Document segment |
_ _ _

We set-up the final root file-system in one, rather long, mount command.
To avoid the check of a remote mounted NFS share we play some tricks with the Centos bring-up system by assuring the fsck for the root file-system won't be called.
After these steps the SYSV initscripts from Centos do start caged in the unionfs based environment we just set-up.
In our firsts deployments based on hopeless we used the server root file system as the one for the cluster clients. This enabled us to just do updates and maintenance on the server machine. Such an approach played well in small clusters, but the larger ones tend to became, after hardware upgrades and additions, a mix of very different architectures (for example it's quite usual to have a mix of 32-bit Xeons and 64-bit Opterons). So we decided to have a separate root file-system since it's quite easy to manage by using the powerful yum utility to resolve package dependencies. For example to set-up a basic root file-system the following instructions are more than enough:
export ROOT=`pwd`/root mkdir root rpm --initdb --root $ROOT yum --installroot=$ROOT install bash yum --installroot=$ROOT install openssh-server yum --installroot=$ROOT install ypbind yum --installroot=$ROOT install passwd
By using more yum statements we can install every RPM we need.
Here we place all the configuration files that are common for all the machines in the cluster. Examples are:
List of services that has to be started on every machine (/etc/rc3.d/).
User authentication information (nsswitch.conf, sysconfig/network, etc.).
Common root user public keys and such (/root/.ssh) that enables quick and easy management (although we must be careful to not open security holes in our cluster when fiddling with these files).
And of course many more depending on the application running in the cluster.
There is another important file that we added at this priority level in the unionfs mount list: we have to do a little modification to the /etc/init.d/netfs file. On shutdown it does unmount remote file-system and this results in a situation similar to trying to move a carpet under our feet. We just skip the unmount step so the shutdown or reboot process does it's job gracefully.

_ _ _

Task | Reproduce word for word the part of the text on setting up a diskless cluster root file system from "We set-up the" up to and including "we just set-up.".

Records supplied |
_ _ _

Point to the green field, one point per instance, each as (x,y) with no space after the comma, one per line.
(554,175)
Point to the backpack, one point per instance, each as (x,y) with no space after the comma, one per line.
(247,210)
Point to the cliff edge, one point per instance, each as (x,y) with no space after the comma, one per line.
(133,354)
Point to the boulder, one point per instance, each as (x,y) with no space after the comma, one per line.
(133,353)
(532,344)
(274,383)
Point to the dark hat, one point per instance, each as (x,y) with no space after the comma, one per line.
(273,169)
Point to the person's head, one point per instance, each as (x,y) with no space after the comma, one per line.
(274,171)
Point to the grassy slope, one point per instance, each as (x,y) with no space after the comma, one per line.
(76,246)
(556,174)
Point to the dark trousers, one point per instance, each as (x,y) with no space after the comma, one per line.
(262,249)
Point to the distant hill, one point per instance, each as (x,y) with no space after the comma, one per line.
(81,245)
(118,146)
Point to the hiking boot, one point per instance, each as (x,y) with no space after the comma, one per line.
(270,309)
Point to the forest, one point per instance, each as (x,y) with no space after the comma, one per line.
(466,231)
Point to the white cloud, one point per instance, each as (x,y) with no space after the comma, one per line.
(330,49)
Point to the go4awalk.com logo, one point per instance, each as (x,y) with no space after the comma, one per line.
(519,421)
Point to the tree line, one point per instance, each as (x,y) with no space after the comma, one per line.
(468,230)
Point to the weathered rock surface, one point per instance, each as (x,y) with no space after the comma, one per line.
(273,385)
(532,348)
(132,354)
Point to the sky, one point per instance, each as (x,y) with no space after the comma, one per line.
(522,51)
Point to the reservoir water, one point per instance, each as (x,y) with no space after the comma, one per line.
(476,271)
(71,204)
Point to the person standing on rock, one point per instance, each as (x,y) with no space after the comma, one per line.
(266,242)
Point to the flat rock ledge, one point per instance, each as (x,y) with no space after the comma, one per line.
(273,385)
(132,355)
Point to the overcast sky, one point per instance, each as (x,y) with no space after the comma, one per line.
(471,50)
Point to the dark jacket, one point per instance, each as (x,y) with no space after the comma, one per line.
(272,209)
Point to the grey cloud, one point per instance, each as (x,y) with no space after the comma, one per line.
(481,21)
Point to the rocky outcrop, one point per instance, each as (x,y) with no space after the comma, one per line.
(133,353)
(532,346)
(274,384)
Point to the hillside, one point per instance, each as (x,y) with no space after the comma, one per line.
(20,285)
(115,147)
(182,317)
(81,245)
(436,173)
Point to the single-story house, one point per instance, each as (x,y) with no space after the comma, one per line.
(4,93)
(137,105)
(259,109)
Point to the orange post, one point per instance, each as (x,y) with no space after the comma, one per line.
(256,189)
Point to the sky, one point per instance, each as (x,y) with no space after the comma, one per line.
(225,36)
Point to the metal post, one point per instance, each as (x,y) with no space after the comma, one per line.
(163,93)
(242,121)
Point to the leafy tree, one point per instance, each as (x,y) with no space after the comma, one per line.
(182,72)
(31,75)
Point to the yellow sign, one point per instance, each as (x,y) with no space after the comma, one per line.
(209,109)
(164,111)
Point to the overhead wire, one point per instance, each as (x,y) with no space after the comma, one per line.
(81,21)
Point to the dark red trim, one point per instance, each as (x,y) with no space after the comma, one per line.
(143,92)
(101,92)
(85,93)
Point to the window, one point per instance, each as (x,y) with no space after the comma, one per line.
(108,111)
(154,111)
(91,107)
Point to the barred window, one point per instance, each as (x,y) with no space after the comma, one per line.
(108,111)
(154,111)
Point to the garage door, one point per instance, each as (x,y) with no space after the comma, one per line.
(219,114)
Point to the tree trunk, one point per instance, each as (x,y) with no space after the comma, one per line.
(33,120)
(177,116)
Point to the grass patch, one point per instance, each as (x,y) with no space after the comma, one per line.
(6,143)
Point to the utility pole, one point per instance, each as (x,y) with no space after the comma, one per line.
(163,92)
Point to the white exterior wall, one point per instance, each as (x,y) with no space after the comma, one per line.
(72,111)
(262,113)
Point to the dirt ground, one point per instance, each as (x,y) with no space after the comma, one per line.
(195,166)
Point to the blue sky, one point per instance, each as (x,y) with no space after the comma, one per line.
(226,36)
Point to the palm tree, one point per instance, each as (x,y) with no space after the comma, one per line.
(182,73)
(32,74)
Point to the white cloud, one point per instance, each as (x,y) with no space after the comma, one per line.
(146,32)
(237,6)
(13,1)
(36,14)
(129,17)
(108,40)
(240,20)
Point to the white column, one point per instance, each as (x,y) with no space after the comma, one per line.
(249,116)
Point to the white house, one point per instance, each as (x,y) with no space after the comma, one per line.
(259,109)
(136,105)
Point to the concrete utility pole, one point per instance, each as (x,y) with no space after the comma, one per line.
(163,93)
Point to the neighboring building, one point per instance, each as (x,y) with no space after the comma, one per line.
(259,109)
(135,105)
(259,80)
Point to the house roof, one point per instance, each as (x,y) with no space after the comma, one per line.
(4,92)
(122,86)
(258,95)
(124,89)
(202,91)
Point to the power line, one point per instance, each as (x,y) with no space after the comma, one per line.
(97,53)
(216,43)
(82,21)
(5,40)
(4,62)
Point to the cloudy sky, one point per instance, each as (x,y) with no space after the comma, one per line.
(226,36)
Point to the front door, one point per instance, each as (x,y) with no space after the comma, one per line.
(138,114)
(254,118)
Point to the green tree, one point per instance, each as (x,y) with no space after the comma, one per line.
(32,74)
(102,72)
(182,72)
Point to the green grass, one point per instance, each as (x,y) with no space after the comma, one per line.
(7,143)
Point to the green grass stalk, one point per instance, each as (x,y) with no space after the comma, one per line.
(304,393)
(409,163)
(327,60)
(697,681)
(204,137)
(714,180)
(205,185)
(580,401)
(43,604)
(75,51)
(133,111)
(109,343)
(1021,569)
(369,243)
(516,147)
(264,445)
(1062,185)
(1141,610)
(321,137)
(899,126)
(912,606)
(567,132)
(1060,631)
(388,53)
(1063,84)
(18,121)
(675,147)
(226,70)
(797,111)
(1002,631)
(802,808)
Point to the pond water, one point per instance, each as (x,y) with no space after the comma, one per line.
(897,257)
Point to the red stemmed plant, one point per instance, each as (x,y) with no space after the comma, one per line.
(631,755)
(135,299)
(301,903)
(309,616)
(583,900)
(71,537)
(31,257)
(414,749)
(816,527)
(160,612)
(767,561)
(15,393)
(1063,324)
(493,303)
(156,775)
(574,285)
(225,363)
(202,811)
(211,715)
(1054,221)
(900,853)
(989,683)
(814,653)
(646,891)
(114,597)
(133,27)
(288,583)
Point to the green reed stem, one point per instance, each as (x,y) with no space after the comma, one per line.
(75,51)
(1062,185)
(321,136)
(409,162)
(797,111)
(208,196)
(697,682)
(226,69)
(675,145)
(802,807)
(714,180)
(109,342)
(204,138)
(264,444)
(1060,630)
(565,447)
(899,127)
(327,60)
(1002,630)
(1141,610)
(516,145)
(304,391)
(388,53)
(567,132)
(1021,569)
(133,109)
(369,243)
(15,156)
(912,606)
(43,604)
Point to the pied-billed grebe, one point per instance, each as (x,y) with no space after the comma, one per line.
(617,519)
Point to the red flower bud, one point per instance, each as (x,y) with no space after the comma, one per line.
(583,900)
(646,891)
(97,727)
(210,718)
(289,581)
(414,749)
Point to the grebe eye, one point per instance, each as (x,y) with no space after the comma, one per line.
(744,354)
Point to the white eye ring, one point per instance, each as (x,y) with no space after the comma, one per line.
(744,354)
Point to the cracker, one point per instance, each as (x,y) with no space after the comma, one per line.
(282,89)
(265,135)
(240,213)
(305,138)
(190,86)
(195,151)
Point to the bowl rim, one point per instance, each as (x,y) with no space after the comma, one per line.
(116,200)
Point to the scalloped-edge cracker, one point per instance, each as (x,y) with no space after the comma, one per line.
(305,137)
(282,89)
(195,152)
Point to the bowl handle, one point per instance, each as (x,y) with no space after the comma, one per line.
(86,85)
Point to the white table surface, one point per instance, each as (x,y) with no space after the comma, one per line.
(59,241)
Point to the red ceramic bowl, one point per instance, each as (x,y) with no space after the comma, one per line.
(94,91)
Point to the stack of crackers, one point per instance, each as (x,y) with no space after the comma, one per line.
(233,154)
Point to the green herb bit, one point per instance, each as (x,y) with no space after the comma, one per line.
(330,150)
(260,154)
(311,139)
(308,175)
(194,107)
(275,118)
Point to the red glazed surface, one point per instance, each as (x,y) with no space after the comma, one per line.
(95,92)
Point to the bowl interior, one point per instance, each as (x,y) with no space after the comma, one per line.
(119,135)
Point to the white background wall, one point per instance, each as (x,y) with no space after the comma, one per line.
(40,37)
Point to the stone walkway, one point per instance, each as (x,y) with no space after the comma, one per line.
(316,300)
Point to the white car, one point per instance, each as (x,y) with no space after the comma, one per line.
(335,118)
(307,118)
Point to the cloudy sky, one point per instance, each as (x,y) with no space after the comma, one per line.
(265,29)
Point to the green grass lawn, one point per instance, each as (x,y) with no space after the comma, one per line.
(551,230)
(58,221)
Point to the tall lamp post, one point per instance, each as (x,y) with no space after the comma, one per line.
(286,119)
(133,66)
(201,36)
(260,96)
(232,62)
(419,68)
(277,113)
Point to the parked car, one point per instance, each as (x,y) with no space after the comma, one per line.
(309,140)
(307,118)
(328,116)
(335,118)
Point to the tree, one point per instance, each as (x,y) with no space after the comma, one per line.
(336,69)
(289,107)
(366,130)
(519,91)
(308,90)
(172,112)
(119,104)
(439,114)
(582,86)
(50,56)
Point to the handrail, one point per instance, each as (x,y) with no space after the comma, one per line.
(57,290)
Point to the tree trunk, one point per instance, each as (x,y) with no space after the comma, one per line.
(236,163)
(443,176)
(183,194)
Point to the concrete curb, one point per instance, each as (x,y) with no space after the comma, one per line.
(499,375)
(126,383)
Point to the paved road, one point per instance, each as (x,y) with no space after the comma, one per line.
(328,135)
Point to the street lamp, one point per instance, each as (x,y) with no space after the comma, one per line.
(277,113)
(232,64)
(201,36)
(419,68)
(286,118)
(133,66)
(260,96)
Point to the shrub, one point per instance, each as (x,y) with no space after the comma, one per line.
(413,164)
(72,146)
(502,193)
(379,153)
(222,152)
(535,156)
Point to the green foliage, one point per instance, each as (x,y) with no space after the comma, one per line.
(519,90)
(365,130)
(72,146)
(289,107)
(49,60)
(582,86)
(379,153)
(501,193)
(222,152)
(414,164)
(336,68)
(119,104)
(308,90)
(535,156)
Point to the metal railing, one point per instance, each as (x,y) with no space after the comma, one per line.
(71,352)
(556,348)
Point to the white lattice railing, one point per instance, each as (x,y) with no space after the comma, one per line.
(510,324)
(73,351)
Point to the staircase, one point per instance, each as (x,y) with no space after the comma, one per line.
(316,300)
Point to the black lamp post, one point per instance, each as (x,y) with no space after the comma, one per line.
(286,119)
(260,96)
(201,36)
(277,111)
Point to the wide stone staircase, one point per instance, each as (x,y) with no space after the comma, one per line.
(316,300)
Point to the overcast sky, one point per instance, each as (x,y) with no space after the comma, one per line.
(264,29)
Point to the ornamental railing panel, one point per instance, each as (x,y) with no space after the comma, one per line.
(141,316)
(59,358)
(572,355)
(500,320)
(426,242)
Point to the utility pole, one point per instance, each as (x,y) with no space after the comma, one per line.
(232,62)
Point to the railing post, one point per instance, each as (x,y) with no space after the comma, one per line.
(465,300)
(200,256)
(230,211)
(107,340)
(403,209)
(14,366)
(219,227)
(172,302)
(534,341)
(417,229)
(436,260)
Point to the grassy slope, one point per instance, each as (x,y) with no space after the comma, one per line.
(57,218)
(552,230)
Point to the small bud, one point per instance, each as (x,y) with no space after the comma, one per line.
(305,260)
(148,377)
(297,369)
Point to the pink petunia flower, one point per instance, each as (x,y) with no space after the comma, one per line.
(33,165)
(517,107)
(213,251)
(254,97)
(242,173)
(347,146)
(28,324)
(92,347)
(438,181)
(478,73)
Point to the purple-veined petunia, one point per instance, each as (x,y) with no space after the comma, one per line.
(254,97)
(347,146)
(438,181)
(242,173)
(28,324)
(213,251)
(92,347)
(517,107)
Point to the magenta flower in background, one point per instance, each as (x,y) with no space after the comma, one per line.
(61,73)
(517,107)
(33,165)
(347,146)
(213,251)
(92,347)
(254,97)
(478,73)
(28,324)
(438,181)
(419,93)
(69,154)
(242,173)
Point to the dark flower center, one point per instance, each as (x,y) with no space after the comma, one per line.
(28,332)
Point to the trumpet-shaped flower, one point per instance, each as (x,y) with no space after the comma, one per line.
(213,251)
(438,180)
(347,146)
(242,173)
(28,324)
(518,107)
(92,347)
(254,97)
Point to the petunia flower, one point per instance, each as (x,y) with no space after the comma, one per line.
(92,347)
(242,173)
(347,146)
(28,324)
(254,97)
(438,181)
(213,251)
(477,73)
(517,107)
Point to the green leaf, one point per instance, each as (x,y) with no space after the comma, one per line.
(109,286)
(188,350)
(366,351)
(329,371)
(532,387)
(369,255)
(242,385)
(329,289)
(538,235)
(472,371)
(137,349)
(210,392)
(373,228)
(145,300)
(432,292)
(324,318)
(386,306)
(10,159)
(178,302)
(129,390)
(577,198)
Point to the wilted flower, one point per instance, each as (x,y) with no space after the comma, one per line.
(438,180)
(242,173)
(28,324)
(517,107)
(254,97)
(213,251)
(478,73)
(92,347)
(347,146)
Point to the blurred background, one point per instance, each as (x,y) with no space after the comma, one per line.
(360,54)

_ _ _

Expected answer |
We set-up the final root file-system in one, rather long, mount command.
To avoid the check of a remote mounted NFS share we play some tricks with the Centos bring-up system by assuring the fsck for the root file-system won't be called.
After these steps the SYSV initscripts from Centos do start caged in the unionfs based environment we just set-up.